Problem details =
Within the records below, how many lines hold the word "rock"? Only the number should be returned.

Extracted records:
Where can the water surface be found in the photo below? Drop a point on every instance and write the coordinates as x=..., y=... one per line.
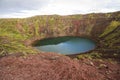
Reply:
x=69, y=45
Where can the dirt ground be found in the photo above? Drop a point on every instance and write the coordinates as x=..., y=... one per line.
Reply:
x=51, y=66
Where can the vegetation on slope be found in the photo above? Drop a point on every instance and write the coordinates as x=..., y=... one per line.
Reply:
x=13, y=32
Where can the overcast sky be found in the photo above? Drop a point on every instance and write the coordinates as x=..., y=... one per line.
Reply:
x=27, y=8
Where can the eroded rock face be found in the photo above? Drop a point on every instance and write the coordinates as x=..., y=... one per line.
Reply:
x=46, y=66
x=51, y=66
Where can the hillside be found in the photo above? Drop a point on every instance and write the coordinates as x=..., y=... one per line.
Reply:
x=18, y=57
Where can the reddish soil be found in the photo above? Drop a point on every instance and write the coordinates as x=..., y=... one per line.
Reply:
x=51, y=66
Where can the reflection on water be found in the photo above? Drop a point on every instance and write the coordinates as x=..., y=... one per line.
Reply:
x=72, y=46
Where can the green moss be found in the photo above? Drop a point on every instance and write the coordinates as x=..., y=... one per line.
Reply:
x=113, y=25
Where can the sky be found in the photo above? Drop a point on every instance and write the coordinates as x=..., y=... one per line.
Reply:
x=28, y=8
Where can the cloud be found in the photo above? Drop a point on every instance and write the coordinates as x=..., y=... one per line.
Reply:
x=26, y=8
x=11, y=6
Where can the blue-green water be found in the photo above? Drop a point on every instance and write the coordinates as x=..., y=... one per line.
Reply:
x=69, y=46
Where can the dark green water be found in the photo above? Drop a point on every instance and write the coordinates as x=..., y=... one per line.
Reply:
x=65, y=45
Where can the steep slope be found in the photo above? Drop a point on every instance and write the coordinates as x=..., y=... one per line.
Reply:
x=101, y=27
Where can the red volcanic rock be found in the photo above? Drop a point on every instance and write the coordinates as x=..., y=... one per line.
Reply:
x=48, y=66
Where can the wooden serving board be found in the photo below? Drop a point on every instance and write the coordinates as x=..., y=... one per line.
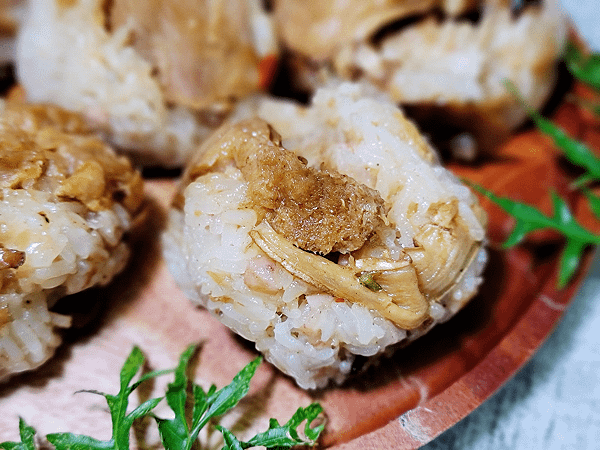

Solution for this exercise =
2